[Referring expression pointing data]
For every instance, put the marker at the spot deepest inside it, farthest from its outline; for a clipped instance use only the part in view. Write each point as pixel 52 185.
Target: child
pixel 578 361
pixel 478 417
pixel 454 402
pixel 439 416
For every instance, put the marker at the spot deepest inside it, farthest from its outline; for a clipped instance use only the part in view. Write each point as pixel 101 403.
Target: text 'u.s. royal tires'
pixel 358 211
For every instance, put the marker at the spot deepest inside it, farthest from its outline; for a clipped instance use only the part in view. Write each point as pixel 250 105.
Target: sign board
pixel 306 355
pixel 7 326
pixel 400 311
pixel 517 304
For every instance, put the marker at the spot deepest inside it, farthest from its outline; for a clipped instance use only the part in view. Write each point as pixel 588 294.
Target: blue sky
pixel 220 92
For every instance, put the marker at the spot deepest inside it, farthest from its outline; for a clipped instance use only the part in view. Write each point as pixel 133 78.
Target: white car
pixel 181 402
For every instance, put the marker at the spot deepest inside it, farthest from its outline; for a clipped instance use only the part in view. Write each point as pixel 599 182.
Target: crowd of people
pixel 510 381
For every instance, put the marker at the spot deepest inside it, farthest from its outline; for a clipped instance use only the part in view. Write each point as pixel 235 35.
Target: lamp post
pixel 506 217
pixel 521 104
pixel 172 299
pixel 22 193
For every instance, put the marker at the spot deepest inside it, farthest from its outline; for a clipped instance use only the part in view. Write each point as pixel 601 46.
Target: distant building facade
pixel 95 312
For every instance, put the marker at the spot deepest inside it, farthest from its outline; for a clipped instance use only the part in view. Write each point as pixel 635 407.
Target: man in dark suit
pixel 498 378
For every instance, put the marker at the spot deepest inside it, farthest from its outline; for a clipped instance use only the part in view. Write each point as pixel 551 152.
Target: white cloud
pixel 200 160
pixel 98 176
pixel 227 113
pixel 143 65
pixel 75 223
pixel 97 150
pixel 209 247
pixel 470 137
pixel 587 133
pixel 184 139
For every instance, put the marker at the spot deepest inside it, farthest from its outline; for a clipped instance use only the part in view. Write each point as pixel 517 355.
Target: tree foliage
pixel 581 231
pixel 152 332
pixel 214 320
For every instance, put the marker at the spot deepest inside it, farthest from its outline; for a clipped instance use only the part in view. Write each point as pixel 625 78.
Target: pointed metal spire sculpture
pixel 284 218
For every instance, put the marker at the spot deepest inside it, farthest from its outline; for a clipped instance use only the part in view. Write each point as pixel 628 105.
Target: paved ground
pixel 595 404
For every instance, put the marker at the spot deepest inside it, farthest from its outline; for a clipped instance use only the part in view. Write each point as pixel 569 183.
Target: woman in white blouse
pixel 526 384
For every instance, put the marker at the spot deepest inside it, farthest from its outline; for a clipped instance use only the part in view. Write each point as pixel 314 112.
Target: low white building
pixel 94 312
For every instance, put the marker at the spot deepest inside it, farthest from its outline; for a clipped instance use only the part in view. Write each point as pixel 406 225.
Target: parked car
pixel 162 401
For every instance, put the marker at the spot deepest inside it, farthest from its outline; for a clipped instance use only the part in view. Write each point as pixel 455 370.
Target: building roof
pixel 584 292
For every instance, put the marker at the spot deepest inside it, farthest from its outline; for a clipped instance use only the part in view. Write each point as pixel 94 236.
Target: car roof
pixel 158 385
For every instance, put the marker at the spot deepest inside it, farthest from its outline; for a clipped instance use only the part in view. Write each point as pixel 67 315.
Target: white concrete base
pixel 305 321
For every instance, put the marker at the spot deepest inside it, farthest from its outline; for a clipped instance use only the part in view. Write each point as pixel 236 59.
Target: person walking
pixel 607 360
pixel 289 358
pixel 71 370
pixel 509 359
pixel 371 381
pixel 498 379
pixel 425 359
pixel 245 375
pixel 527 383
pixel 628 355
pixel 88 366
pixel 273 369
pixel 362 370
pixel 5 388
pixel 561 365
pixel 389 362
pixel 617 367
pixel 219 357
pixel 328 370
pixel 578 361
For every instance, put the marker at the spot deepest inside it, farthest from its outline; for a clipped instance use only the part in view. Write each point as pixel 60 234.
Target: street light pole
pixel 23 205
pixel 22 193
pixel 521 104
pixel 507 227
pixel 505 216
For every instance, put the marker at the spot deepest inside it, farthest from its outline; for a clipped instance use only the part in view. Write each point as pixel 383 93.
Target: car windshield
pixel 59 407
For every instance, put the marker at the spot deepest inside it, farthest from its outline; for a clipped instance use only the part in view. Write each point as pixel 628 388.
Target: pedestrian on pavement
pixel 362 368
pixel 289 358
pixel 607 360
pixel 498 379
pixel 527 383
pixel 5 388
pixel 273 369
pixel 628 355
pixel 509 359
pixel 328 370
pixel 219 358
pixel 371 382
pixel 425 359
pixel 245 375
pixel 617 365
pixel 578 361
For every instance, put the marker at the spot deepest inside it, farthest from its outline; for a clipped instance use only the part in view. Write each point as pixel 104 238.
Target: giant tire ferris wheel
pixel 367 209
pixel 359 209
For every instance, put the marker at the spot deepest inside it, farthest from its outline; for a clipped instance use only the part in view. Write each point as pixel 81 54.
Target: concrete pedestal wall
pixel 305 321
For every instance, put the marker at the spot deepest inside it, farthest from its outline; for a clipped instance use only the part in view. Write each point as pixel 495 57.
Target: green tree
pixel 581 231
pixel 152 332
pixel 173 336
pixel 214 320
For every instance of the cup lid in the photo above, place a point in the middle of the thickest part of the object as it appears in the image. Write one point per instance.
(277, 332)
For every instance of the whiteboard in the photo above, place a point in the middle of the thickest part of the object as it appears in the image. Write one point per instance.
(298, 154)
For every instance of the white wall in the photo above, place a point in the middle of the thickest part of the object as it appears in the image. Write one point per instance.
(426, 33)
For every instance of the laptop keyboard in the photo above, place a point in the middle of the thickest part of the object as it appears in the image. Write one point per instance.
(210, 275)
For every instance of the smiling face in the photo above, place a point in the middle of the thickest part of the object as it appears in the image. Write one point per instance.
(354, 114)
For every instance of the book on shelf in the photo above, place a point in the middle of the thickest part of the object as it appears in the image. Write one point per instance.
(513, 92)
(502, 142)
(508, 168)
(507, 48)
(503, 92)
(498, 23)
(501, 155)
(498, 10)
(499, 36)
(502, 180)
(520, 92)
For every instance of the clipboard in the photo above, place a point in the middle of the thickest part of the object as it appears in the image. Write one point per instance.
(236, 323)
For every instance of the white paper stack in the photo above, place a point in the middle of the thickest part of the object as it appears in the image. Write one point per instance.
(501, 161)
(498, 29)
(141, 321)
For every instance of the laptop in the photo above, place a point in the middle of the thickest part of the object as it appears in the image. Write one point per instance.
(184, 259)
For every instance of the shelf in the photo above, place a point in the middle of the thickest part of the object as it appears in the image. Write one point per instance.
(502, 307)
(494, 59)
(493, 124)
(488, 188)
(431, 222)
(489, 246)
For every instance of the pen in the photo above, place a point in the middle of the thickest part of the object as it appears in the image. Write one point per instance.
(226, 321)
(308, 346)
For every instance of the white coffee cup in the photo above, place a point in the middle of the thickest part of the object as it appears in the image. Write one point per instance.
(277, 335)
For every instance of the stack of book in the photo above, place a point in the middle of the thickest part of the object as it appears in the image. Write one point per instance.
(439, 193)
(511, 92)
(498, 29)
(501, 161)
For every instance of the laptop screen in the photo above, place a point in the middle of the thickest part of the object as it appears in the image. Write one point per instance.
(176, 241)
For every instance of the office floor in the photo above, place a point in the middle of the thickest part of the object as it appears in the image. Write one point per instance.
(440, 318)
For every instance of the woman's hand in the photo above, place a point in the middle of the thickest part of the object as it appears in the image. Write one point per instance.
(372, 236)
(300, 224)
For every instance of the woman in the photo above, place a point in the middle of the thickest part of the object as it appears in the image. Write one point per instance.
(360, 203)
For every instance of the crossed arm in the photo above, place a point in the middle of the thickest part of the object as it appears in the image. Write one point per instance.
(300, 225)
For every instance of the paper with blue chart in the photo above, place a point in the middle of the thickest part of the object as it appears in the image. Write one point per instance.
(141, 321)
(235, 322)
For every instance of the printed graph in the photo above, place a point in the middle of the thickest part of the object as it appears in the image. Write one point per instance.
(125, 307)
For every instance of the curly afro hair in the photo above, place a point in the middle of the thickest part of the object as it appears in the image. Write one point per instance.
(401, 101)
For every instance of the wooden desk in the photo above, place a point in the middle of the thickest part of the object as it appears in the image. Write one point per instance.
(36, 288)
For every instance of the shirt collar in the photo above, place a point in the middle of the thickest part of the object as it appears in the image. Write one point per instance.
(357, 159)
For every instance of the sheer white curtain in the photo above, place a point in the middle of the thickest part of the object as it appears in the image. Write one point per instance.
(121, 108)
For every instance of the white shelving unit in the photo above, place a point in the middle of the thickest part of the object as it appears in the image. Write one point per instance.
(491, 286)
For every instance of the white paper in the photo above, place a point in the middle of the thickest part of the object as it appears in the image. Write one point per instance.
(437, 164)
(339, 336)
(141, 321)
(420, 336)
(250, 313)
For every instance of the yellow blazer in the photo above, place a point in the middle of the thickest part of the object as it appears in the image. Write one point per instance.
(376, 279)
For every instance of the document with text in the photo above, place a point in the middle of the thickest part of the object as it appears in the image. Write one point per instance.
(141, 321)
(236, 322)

**BRIEF:** Please print, exactly and with nothing else, the lines from the first line of the entries through the line containing "pixel 551 152.".

**WRITTEN SOLUTION:**
For every instance, put the marker at the spot deepest inside it, farthest from its outline; for a clipped instance use only the part in view. Write each point as pixel 52 185.
Target: child
pixel 578 361
pixel 478 417
pixel 454 402
pixel 439 416
For every instance, put the marker at the spot deepest inside it, farthest from its outline; for a clipped instance use only the part in view. Write each point as pixel 101 403.
Target: text 'u.s. royal tires'
pixel 358 211
For every instance, put the marker at the spot deepest inside it, farthest from its outline; for a clipped instance use only the part in view. Write each point as pixel 250 105.
Target: sign board
pixel 306 355
pixel 7 326
pixel 400 311
pixel 517 304
For every instance, put the marker at the spot deepest inside it, farthest from its outline; for a clipped instance use only the part in view. Write each point as pixel 588 294.
Target: blue sky
pixel 220 92
For every instance, put the marker at the spot deepest inside it, farthest from its outline; for a clipped instance use only the part in view. Write each point as pixel 133 78.
Target: white car
pixel 181 402
For every instance, put the marker at the spot deepest inside it, farthest from its outline; for a clipped instance use only the part in view. Write each point as pixel 599 182.
Target: crowd of people
pixel 510 381
For every instance, put the marker at the spot deepest inside it, farthest from its outline; for a clipped instance use only the part in view. Write each point as pixel 235 35.
Target: lamp post
pixel 506 217
pixel 521 104
pixel 172 299
pixel 22 193
For every instance, put the marker at the spot deepest inside it, farthest from its outline; for a clipped instance use only the part in view. Write each point as pixel 601 46.
Target: distant building facade
pixel 95 312
For every instance, put the marker at the spot deepest inside it, farthest from its outline; for a clipped instance use only the part in view. Write each point as pixel 635 407.
Target: man in dark suit
pixel 498 378
For every instance, put the marker at the spot deepest inside it, farthest from its outline; for a clipped instance use only the part in view. Write each point as pixel 551 152.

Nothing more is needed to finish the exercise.